Такой книги не хватало
Честной, искренней, написанной с уважением к детям. Рассуждения о детской литературе – дело сложное. Мне всегда казалось, что в ней не хватает книг без сюсюканья, книг, где о детях и с детьми говорили бы со взрослой серьёзностью. Дети ведь часто много взрослее и проницательней, чем мы думаем. И вот такая книга появилась. Иван Митряйкин. «Такое вот детство».
Это пленительное повествование задумано и выполнено мастерски. С одной стороны автор полностью находится в русле традиций, опираясь на лучшие произведения Носова, Голявкина, где в центре текста добрый ребёнок и его познание мира, с другой – он очень актуально и эксклюзивно вставляет эту привычную парадигму в современные реалии.
В книге несколько основных соприкосновений главного героя, Максимки, с нарастающей с каждым детским днём действительностью. К слову, сам этот герой на редкость симпатичный. Автору удаётся создать образ наивности такой естественный, что в него с первых слов веришь, даже в наше исключительно циничное время.
Первое соприкосновение – вполне классическое. С этого начинается повесть, и потом эта нить прошивает всё от начала до конца. Речь идёт о взаимоотношении мальчика и братьев наших меньших, животных. Сколько раз родители слышали или же даже вынуждены были принять в дом найденных, подобранных, приведённых питомцев? Эта же участь не миновала и родителей Максимки. Сын приводит на участок – герои проживают в сельской местности – собаку и её детенышей. Все эти сцены, как мальчик обнаружил собак, как кормил их, и как в итоге они оказались его питомцами, выписаны тонко и сочувственно. Через них решаются и отношения ребёнка с родителями, где на первый план выходит не послушание, а детская правота. Блестящая композиционная расстановка, когда отец сначала не признаёт за Максимом право на свой выбор, на то, чтобы накопленные на скейт деньги тратить на еду для собак, но потом через большую паузу смиряется, и полностью встаёт на сторону сына, помогая ему управляться с трёмя псинами. «Он открыл калитку и замер. Собака и два служебных щенка ходили за отцом как привязанные и мешали ему работать, а он строил. Уже были вкопаны столбы и сделан деревянный настил, в стороне лежал рулон сетки в крупную ячейку. Отец строго посмотрел на Максимку:
– Ну и где ты так долго ходишь? Бегом обедать и мне помогать! А то сколько твоим питомцам в сарае жить?».

Строки данных
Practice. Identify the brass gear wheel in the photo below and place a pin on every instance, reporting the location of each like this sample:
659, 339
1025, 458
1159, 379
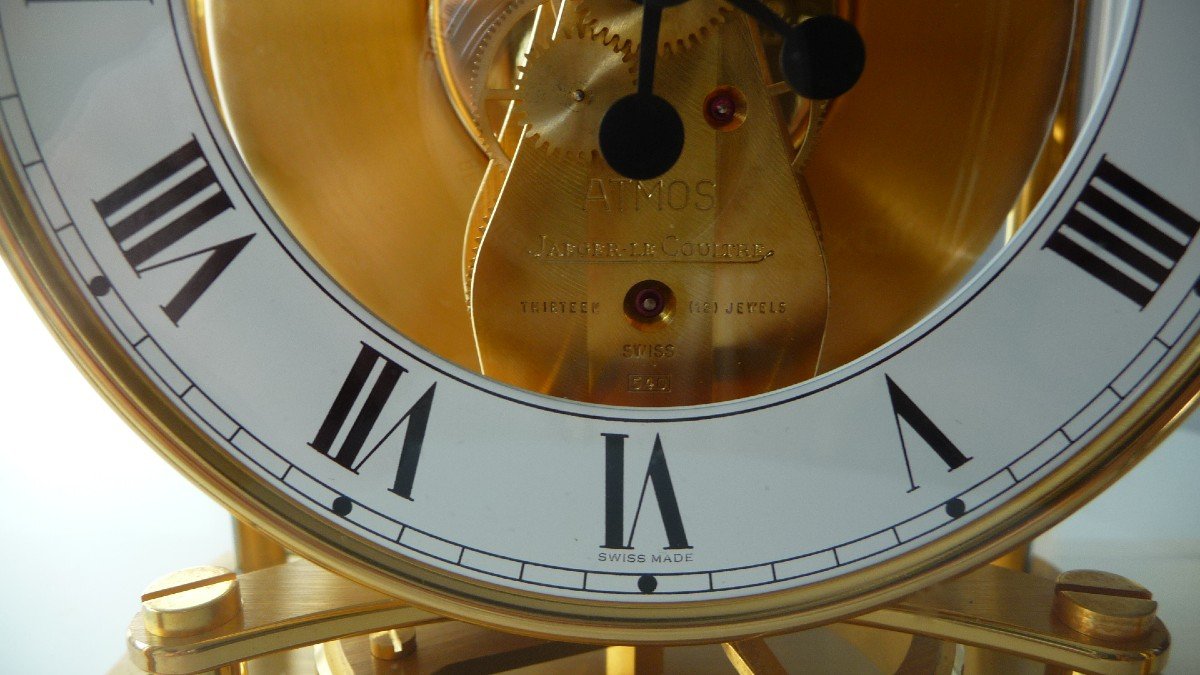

Задания
A. Переведите на английский предложение из фрагмента: «Дети ведь часто много взрослее и проницательней, чем мы думаем».
B. Ответьте по фрагменту на вопросы:
(i) Как зовут главного героя повести?
(ii) На что мальчик копил деньги?
(iii) Где проживают герои?
C. Определите, согласуются ли с фрагментом следующие утверждения. На каждое ответьте «да» или «нет» и приведите решающие слова фрагмента в кавычках.
(i) Герои повести живут в городе.
(ii) Отец сразу согласился, что Максим может тратить деньги на еду для собак.
(iii) В центре произведений Носова и Голявкина находится добрый ребёнок и его познание мира.

Ответы к заданиям
A. After all, children are often far more grown-up and perceptive than we think.

B.
(i) Максимка.
(ii) На скейт.
(iii) В сельской местности.

C.
(i) Нет: «герои проживают в сельской местности».
(ii) Нет: «отец сначала не признаёт за Максимом право на свой выбор».
(iii) Да: «где в центре текста добрый ребёнок и его познание мира».